## [What is being asked]
Your task is to retype each line of the data below exactly.

## [Entries supplied]
======

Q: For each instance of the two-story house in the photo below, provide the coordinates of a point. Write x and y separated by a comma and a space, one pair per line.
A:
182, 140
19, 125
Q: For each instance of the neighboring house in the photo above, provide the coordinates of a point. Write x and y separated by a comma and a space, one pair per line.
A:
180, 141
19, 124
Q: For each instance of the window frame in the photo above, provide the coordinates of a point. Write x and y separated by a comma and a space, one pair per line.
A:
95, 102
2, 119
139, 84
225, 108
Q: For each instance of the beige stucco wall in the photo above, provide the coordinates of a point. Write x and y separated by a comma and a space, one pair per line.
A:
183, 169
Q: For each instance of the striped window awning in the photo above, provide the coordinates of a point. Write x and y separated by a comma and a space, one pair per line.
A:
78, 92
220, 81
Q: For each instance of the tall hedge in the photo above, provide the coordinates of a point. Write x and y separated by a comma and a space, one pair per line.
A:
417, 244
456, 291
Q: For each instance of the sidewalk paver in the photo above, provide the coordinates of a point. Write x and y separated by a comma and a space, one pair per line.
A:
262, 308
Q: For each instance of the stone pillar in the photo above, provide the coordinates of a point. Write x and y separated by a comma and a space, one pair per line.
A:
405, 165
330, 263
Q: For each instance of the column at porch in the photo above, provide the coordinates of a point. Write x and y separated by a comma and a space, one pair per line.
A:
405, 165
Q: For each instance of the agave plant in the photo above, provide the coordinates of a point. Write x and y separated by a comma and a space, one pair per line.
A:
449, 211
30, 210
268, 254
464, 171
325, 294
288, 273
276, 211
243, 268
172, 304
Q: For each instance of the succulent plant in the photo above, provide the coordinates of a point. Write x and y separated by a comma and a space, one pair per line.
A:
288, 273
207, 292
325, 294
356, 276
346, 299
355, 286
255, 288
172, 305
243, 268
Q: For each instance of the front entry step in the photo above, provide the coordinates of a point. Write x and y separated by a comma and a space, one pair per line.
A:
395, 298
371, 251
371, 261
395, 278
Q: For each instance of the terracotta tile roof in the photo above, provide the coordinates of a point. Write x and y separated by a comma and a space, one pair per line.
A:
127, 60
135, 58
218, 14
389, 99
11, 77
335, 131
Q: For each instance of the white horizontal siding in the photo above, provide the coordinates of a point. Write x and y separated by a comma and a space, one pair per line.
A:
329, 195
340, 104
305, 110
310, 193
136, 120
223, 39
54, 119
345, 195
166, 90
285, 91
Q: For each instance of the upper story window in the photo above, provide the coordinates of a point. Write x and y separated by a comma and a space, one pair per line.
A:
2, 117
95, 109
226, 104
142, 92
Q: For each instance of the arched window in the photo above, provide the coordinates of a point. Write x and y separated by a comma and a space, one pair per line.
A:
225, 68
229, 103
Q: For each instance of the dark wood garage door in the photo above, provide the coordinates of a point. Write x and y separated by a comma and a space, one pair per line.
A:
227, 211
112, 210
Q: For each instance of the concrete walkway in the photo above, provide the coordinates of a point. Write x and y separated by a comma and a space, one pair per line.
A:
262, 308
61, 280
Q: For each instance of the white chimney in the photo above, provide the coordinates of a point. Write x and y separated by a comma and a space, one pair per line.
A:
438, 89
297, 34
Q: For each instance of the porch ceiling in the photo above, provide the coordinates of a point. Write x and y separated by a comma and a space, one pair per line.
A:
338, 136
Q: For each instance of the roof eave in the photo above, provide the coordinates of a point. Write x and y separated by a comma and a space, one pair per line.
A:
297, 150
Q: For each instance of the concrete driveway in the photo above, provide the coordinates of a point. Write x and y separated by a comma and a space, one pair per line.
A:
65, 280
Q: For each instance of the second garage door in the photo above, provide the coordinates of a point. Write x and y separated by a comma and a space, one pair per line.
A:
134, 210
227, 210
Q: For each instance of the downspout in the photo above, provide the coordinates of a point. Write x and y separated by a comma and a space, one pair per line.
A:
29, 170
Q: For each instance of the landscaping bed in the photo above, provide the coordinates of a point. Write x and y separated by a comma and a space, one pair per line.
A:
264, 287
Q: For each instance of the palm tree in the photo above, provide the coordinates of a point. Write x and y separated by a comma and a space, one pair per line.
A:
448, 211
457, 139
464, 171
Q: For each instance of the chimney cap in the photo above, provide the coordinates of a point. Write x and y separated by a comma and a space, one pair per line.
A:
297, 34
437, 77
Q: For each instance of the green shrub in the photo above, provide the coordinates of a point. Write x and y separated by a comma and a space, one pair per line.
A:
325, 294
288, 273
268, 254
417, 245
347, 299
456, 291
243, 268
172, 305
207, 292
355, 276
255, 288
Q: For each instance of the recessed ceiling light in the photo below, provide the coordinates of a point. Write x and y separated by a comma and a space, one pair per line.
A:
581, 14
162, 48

======

## [Written answer]
Q: For each instance of the two-story house in the photo below, provide the coordinates of a point. Write x and y separated by a comma and a space, one pair per line.
A:
182, 140
19, 125
Q: For each instance of the neighboring house in the photo above, provide the coordinates of a point. Write x and y separated by a comma and a space, one pair per line.
A:
180, 141
19, 124
Q: For each instance of the window frame in the photo above, provide the coordinates of a point. Write x and y separated by a comma and a space, one pair per line.
A:
95, 102
2, 119
139, 84
225, 108
Q: For each instance of the beige stucco wall in the photo above, provide the coordinates of a point. Write x and y separated by a comma and a space, one pair per line.
A:
183, 169
Q: For each instance of the striped window awning in the photo above, provide the coordinates of a point. Write x and y separated by a comma and a space, one pair per line.
A:
78, 92
220, 81
Q: For each instance of the tall hedge in the photo above, provide the coordinates of a point. Write x and y separated by a comma and a space, one pair per line.
A:
417, 244
456, 291
Q: For each instance of the sidewalk paver in the photo above, provide the coordinates of a point. Write x and y separated by a comma and a space, one pair per line.
A:
262, 308
Q: For each instance of the stone pillar in the photo above, provide the coordinates of a point. Write x and y separated by a comma and a space, one pair per line.
A:
405, 165
330, 263
Q: For each instance of the column at porch in the photo above, provide the coordinates of a point. Write x and y separated by a comma and a space, one pair per line.
A:
405, 165
Q: For each instance of the agave plant in the photo above, provide the coordinates of a point. Write x and y separated by a comma and a space, one pair per line.
A:
449, 211
30, 210
268, 254
464, 171
325, 294
288, 273
276, 211
243, 268
172, 304
Q: For each instance of the succulent plant in the photo above, provide the coordinates of a point. Write x and y separated by a comma and a space, one pair per line.
A:
288, 273
207, 292
325, 294
356, 276
346, 299
355, 286
255, 288
172, 305
243, 268
Q: For each instance of the front entry step in the photo above, provide the coordinates of a point. Write x and y separated by a comma and a space, one pair per line.
A:
395, 298
371, 251
371, 261
395, 278
Q: For each instance of the terracotta tile roof in the photo above, provide the coordinates of a point. Write x and y separated by a comma and a space, one pair per line.
A:
127, 60
135, 58
218, 14
389, 99
11, 77
335, 131
Q: For each instance of the white horizontal siding in the photo above, provide the coordinates of a point. Write x and y separated by a comma and a space, one pair per line.
A:
329, 195
340, 104
305, 110
310, 193
136, 120
223, 39
54, 119
345, 195
166, 90
285, 91
Q: For each instance of the upper story window in the photo above, provide the coordinates of a point. Write x and y separated by a comma and a space, one pair per line.
A:
2, 117
95, 109
226, 104
142, 92
Q: For each instance of the arched window in the photo above, provide the coordinates of a point. Write x and y separated by a comma and a space, one pair per line.
A:
225, 68
229, 103
Q: For each instance of the dark wood garage door in the photo above, provide the coordinates of a point. Write x and y separated by a comma and a space, one pair per line.
A:
227, 211
112, 210
Q: For each instance of the concrete walkway in the photo above, provide the coordinates of a point. Write x and y separated by a comma and a space, one pair per line.
A:
262, 308
61, 280
Q: For each instance of the white chimney in the photo above, provide the coordinates of a point. Write x and y separated by a comma and a space, one pair per line.
A:
438, 89
297, 34
Q: For each instance of the porch ceiling in the photo above, provide the coordinates of a point. Write x and y separated by a comma and a space, one pair per line.
A:
338, 136
Q: For each instance of the roof eave in the photo above, provide the coordinates of a point. Write x and y separated by a comma and a space, one pair per line.
A:
297, 150
Q: For each instance of the concrete driveway in the photo above, provide the coordinates of a point. Write x and y separated by a comma and a space, one pair per line.
A:
65, 280
Q: For each instance of the second garage door in the photo above, provide the coordinates of a point. Write x and y separated by a comma and a space, one pair per line.
A:
134, 210
227, 210
Q: For each instance of the downspout in the photo above, provide the coordinates of a point. Write x and y separated by a comma and a space, one pair per line.
A:
29, 170
Q: For each instance of the landscaping bed in the photo above, provide the coordinates of a point. Write x and y separated by a comma and a space, one pair per line.
A:
264, 287
Q: For each instance of the palm tree in the photo above, provide the coordinates of a point. Write x and y separated by a comma and a space, one pair per line.
A:
448, 211
457, 139
464, 171
Q: For each instance of the chimney cap in the photo above, provide the coordinates of a point. Write x and y separated by a comma and a space, one pair per line.
A:
297, 34
437, 77
Q: For each instance of the green shrub in the photo above, provide the coordinates of a point. Write x and y separated by a comma and a space, one pair per line.
A:
325, 294
288, 273
268, 254
417, 245
347, 299
456, 291
243, 268
172, 305
207, 292
355, 276
255, 288
Q: For each instance of the recessed ceiling light in the photo below, provide the coordinates of a point. Write x and y separated by a comma and a space, one pair per line.
A:
581, 14
162, 48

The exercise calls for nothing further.